### Set task
Rewrite the stretch from the start of the entries through the line containing "column 140, row 143", switching "palm tree" to "coconut palm" and leaving everything else unchanged.

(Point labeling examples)

****************

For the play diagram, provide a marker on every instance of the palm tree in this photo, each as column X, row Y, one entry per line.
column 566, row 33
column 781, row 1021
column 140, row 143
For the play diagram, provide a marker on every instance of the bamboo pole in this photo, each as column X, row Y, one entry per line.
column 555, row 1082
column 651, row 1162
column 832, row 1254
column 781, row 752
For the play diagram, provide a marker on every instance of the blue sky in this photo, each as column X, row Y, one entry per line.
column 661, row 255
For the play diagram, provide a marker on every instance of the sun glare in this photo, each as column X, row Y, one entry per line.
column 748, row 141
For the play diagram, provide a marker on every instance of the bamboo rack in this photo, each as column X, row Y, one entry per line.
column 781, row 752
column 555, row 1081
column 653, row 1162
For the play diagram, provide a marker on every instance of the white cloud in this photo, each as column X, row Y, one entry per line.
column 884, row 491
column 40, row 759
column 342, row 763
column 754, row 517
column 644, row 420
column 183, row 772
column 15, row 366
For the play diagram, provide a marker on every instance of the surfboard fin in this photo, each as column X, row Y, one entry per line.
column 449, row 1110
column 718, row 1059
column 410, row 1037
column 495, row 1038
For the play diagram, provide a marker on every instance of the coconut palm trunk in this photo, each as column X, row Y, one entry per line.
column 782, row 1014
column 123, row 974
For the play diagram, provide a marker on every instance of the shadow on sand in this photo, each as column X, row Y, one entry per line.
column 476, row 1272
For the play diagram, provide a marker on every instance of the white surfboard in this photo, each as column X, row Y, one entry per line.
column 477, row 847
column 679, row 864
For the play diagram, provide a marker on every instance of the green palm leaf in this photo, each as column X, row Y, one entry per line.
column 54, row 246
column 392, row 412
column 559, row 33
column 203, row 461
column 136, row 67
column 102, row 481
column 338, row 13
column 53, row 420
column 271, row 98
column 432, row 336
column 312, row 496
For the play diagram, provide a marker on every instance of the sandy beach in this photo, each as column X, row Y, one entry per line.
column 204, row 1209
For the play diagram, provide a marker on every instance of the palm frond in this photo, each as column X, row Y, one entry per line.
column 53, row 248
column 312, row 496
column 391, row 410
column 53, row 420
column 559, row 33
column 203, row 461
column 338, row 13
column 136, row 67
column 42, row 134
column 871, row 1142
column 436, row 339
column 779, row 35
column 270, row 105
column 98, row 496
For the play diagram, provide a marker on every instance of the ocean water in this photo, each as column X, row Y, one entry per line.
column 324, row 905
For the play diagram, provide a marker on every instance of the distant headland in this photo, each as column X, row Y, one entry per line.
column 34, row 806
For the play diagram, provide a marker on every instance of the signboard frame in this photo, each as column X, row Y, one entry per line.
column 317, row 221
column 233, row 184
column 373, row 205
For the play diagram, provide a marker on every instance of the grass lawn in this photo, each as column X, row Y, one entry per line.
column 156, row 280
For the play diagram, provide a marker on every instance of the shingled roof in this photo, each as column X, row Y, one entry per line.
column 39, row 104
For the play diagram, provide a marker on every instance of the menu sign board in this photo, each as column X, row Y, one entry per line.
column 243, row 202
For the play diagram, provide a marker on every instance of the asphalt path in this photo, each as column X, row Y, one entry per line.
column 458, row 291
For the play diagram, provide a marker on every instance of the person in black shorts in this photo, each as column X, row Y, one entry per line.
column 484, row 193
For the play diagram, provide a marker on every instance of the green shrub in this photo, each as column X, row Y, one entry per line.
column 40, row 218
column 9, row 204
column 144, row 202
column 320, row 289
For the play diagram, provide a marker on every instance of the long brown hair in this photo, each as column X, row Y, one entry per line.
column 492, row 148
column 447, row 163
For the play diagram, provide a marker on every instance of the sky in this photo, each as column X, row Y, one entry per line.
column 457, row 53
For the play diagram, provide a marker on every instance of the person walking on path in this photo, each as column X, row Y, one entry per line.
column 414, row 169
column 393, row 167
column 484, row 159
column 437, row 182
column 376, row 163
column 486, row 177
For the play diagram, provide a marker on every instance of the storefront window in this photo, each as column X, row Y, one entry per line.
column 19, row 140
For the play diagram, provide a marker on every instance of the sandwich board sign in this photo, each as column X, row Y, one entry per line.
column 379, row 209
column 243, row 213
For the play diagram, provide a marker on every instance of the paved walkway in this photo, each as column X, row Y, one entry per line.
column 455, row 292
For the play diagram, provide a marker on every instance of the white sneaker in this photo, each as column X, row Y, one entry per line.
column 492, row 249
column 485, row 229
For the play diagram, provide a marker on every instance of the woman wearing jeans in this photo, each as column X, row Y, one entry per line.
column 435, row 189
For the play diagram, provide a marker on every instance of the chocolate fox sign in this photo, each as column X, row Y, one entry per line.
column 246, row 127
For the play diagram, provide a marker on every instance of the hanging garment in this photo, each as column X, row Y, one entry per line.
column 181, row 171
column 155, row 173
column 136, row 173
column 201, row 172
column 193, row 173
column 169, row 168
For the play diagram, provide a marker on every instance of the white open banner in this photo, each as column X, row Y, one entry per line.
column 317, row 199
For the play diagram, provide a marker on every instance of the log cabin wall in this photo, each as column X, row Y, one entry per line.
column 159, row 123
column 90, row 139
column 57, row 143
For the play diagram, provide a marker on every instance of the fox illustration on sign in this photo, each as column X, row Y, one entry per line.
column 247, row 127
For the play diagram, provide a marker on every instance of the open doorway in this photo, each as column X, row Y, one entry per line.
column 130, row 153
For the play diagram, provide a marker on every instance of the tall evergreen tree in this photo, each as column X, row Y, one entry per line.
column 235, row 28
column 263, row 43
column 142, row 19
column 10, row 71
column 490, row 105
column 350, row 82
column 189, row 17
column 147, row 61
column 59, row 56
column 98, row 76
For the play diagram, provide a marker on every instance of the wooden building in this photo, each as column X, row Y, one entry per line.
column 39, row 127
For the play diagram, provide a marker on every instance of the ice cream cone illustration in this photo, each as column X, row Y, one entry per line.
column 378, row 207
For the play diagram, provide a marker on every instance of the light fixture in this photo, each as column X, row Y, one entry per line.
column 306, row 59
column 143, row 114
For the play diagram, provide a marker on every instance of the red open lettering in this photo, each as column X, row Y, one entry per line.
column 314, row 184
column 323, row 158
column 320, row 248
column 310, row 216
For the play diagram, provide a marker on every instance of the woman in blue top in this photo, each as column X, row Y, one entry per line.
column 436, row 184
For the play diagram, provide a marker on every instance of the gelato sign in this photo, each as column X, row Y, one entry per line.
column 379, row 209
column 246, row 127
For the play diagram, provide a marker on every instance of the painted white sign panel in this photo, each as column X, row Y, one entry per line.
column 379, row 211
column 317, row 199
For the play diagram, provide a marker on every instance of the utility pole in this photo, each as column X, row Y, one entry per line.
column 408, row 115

****************

### Full output
For the play diagram, provide a marker on every instance of the coconut palm in this photo, each as column X, row Y, one entry per line.
column 566, row 33
column 781, row 1021
column 140, row 143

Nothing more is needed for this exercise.